• What you need to do:
Pictures do not belong in the copy; transcribe everything else in the records exactly.

• Input rows:
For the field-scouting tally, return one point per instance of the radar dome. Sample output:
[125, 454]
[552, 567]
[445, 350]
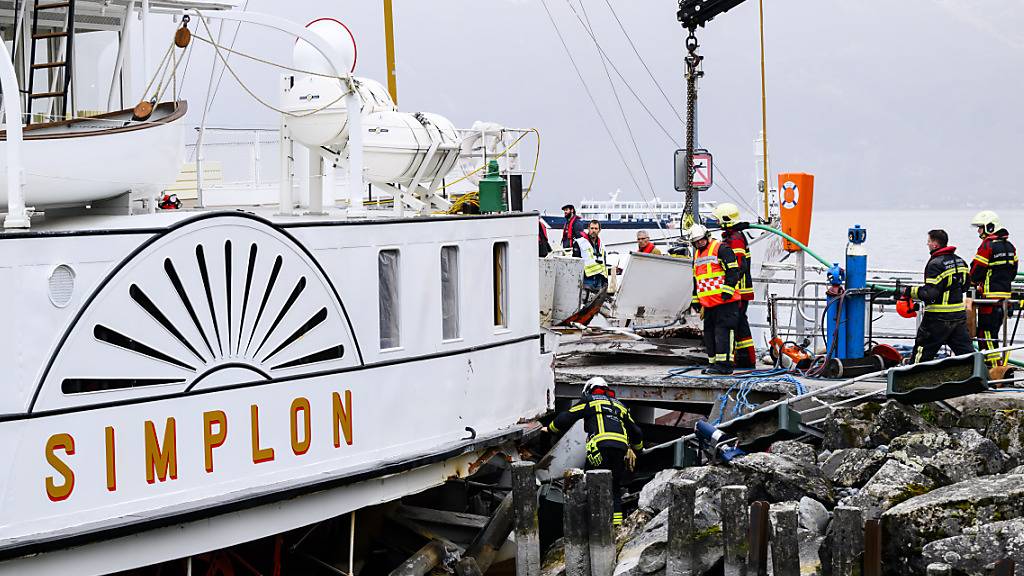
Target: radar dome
[307, 58]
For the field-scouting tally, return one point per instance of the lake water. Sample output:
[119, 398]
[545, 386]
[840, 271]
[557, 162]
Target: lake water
[896, 239]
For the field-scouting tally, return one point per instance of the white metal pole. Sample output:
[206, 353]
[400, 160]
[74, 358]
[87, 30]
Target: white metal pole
[315, 182]
[17, 216]
[797, 291]
[285, 193]
[355, 153]
[123, 47]
[146, 68]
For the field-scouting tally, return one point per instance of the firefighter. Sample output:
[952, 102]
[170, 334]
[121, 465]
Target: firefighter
[589, 247]
[644, 244]
[612, 436]
[992, 273]
[543, 246]
[946, 279]
[716, 276]
[732, 236]
[573, 227]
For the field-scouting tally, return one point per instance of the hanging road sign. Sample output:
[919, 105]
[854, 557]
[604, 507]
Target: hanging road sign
[701, 170]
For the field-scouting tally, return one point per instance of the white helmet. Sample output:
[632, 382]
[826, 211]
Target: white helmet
[726, 213]
[695, 233]
[987, 220]
[595, 382]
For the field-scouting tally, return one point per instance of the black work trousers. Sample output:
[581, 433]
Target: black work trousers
[745, 356]
[720, 332]
[989, 329]
[937, 330]
[612, 459]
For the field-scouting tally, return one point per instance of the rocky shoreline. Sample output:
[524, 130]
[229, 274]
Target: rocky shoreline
[946, 487]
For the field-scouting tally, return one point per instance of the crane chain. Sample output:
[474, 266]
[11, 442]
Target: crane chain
[692, 73]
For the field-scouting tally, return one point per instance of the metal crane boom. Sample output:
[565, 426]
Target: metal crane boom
[698, 12]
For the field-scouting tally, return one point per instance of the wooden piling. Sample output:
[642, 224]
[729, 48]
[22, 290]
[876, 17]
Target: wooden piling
[681, 553]
[602, 545]
[527, 543]
[467, 567]
[576, 519]
[848, 540]
[759, 539]
[487, 541]
[784, 541]
[423, 561]
[735, 522]
[872, 547]
[1005, 568]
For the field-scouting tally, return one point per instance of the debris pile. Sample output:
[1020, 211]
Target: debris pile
[947, 487]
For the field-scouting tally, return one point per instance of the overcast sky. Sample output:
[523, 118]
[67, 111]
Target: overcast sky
[909, 103]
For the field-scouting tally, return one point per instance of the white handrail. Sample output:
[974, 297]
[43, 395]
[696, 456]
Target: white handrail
[16, 214]
[351, 99]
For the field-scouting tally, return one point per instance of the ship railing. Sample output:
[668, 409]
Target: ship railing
[247, 159]
[795, 310]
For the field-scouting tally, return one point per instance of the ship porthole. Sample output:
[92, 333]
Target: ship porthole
[61, 285]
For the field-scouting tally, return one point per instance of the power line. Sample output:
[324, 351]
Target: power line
[590, 95]
[622, 111]
[737, 197]
[644, 63]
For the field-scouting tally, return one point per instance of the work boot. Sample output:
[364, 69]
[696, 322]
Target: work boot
[719, 370]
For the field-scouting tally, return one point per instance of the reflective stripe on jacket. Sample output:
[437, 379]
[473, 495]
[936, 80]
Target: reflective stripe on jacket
[593, 260]
[715, 274]
[994, 266]
[737, 241]
[946, 279]
[606, 421]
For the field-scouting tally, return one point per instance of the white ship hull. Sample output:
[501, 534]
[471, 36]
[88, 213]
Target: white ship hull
[89, 159]
[179, 378]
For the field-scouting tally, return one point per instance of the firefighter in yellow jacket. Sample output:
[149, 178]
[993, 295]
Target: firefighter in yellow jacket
[716, 278]
[612, 436]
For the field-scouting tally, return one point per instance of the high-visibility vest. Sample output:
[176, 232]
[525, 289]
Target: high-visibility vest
[593, 261]
[710, 276]
[567, 231]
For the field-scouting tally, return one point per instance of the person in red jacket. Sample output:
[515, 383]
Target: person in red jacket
[733, 237]
[573, 227]
[644, 245]
[992, 273]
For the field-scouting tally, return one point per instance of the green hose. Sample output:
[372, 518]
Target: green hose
[827, 264]
[814, 255]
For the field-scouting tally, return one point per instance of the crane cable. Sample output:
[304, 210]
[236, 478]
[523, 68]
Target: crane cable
[622, 111]
[590, 95]
[764, 104]
[736, 196]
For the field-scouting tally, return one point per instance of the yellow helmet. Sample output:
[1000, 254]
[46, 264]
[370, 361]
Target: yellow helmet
[726, 213]
[987, 221]
[696, 233]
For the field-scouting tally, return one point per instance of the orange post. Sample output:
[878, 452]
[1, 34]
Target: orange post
[796, 200]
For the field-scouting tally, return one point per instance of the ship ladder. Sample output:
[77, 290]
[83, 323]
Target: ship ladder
[58, 84]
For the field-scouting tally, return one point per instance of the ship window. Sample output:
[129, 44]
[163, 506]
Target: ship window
[501, 284]
[387, 278]
[450, 292]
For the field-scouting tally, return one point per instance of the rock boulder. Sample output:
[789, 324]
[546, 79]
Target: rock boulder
[777, 479]
[852, 467]
[656, 495]
[945, 512]
[797, 451]
[948, 458]
[1007, 429]
[974, 551]
[894, 483]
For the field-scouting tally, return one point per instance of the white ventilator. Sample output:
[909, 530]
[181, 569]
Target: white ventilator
[399, 148]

• Task response:
For the field-scouting tally, return one point per instance of the radar dome. Sample output:
[125, 454]
[552, 567]
[445, 350]
Target: radar dome
[307, 58]
For the field-scouting tally, return one point per instance of the lake water. Sample output:
[119, 398]
[545, 386]
[840, 271]
[557, 162]
Target: lake water
[896, 239]
For the field-scouting tally, return one point per instance of the white metal pole. Sample output:
[206, 353]
[400, 160]
[74, 358]
[87, 30]
Target: white metal pole
[315, 182]
[17, 216]
[797, 291]
[285, 193]
[355, 153]
[123, 47]
[146, 68]
For the field-scouting tally, return one point per instance of the firefighter. Sample output:
[952, 102]
[170, 334]
[121, 465]
Target: firefighter
[589, 247]
[644, 244]
[612, 436]
[992, 273]
[543, 246]
[946, 279]
[716, 276]
[732, 236]
[573, 227]
For the field-scouting tally, return one point per instance of the hanging road sign. Sample output:
[919, 105]
[854, 557]
[604, 507]
Target: hanging road sign
[701, 170]
For the field-scouting tally, return one point per instance of the white helmet. Sample output:
[632, 382]
[826, 211]
Target: white helmet
[726, 213]
[695, 233]
[987, 220]
[595, 382]
For the field-scouting tally, return one point per instance of the black work trousers. Sample output:
[581, 433]
Target: black work trousers
[745, 356]
[720, 332]
[989, 329]
[937, 330]
[612, 459]
For the field-scouting tally, return one point per instance of the rocky shoreline. Sample output:
[524, 130]
[229, 274]
Target: rocky shoreline
[946, 487]
For the field-scouting tally, return one point per instance of the crane chain. Sample output:
[474, 266]
[11, 442]
Target: crane chain
[692, 73]
For the field-scouting tally, return one point per instance of the metal crane boom. Sample output:
[565, 426]
Target: metal crane boom
[698, 12]
For the field-scouting tally, return one point per instance of the wooden piling. Sample output:
[642, 224]
[729, 48]
[22, 290]
[876, 17]
Target: wooden piling
[681, 553]
[602, 545]
[527, 543]
[467, 567]
[576, 519]
[848, 540]
[759, 539]
[487, 541]
[784, 541]
[423, 561]
[735, 522]
[872, 547]
[1005, 568]
For the field-scouting tally, return one point per instance of the debris pile. Sample output:
[1020, 211]
Target: debris pile
[947, 487]
For the field-scouting tally, return one point per instance of the overcast sky. Sample output:
[523, 118]
[67, 111]
Target: overcast sky
[909, 103]
For the field-scouting tally, return one point per instance of the white handrail. Sample output:
[974, 297]
[43, 395]
[696, 456]
Target: white handrail
[16, 214]
[351, 99]
For the field-scouting tally, return one point per instance of the ship railing. Sample output:
[668, 409]
Target: ship railing
[247, 159]
[795, 310]
For the field-scouting tally, return one point per instance of the ship porthole. Sample output:
[92, 333]
Target: ship porthole
[61, 285]
For the field-scouting tally, return one point per instance of the power line. Sample output:
[324, 351]
Target: power line
[590, 95]
[622, 111]
[737, 197]
[644, 63]
For the field-scouting tally, return one point per instance of the work boot. Sample output:
[364, 69]
[696, 322]
Target: work boot
[719, 370]
For the field-scouting tally, return one point per instance of the reflective stripe on jacket. Sample output:
[437, 379]
[473, 495]
[936, 80]
Target: reflective stripe on jacket
[593, 260]
[715, 274]
[994, 266]
[737, 241]
[946, 279]
[606, 421]
For the field-scouting tally, return one point per instance of the white ship hull. Sample output:
[501, 534]
[471, 36]
[88, 213]
Target: white ship hull
[89, 159]
[179, 378]
For the field-scouting tally, return one point per instance of the firefighter in yellow jacket. Sample output:
[149, 178]
[993, 295]
Target: firefighter in yellow jacket
[716, 278]
[612, 436]
For the field-scouting tally, return one point per instance of the high-visibility vest. Sample output:
[176, 232]
[525, 289]
Target: high-visibility vest
[593, 261]
[710, 276]
[567, 231]
For the field-scouting tally, return one point per instance of the person in red jacket. Sample output:
[515, 383]
Target: person in red jacket
[733, 237]
[573, 227]
[644, 245]
[992, 273]
For the field-scouting tally, return one point per instance of the green hose. Sample output:
[372, 518]
Target: green hose
[827, 264]
[814, 255]
For the field-scouting tally, return one point per instance of the crane cable. Sample output:
[304, 210]
[236, 478]
[523, 68]
Target: crane cable
[622, 111]
[590, 95]
[764, 104]
[736, 196]
For the field-scouting tally, return one point per instance of the yellow helmet. Sample output:
[1000, 254]
[46, 264]
[370, 361]
Target: yellow helmet
[726, 213]
[987, 221]
[696, 233]
For the field-scouting tally, return one point per instance of the orange post. Sample output:
[878, 452]
[1, 34]
Target: orange post
[796, 200]
For the field-scouting tally, return one point per instance of the ship ladder. Sample output:
[77, 290]
[83, 323]
Target: ship ladder
[58, 84]
For the field-scouting tally, return one point per instance of the ship window. Sample output:
[129, 44]
[163, 506]
Target: ship window
[501, 284]
[387, 278]
[450, 292]
For the field-scouting tally, return one point per instance of the rock boulder. Sample output:
[789, 324]
[546, 79]
Target: rock boulder
[777, 479]
[852, 467]
[656, 495]
[945, 512]
[797, 451]
[948, 458]
[1007, 429]
[974, 551]
[894, 483]
For the field-scouting tally, return one point per instance of the white ventilator. Sample output:
[909, 530]
[181, 569]
Target: white ventilator
[399, 148]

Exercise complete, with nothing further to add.